[Provided records Boundary: Start]

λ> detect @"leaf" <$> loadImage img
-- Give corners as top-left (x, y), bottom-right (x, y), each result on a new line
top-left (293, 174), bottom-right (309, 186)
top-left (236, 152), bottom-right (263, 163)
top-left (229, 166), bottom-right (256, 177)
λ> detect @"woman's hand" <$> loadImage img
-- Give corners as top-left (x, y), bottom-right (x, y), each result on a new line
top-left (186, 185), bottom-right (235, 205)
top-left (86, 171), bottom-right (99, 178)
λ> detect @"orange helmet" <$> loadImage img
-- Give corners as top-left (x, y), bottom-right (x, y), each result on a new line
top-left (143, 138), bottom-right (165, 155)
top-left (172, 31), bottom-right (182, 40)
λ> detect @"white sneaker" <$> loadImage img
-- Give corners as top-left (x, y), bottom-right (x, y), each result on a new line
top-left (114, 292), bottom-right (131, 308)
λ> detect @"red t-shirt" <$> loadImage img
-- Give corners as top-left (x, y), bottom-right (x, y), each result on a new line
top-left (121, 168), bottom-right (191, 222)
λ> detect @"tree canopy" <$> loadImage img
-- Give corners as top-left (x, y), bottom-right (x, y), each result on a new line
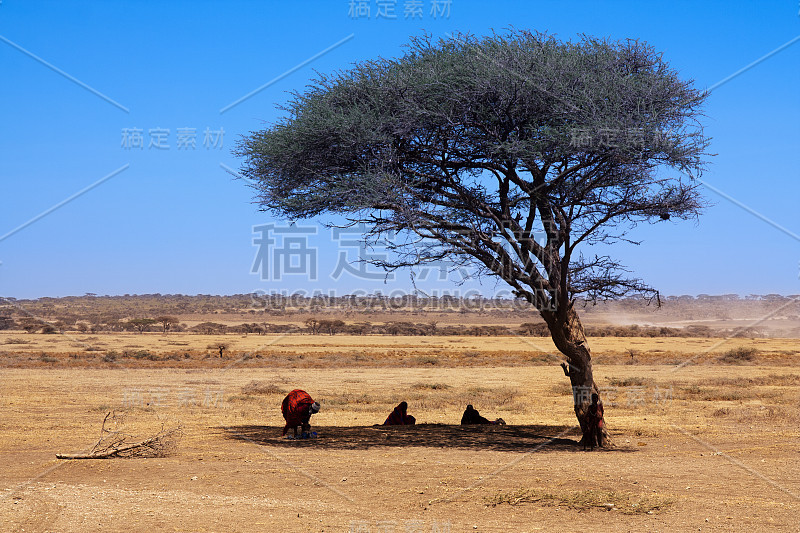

[Provided records Boundary: End]

Work to complete: Track down all lines above with the string "detect" and copy them.

Reply to the task:
λ> detect @"leaf" <$> loadImage img
λ> detect @"woman's hand" <$> loadImage img
λ> detect @"orange helmet" <$> loadImage img
λ> detect @"white sneaker" <$> loadImage img
λ> detect @"red t-shirt" <$> loadImage img
λ> detect @"tree canopy" <$> loadImage img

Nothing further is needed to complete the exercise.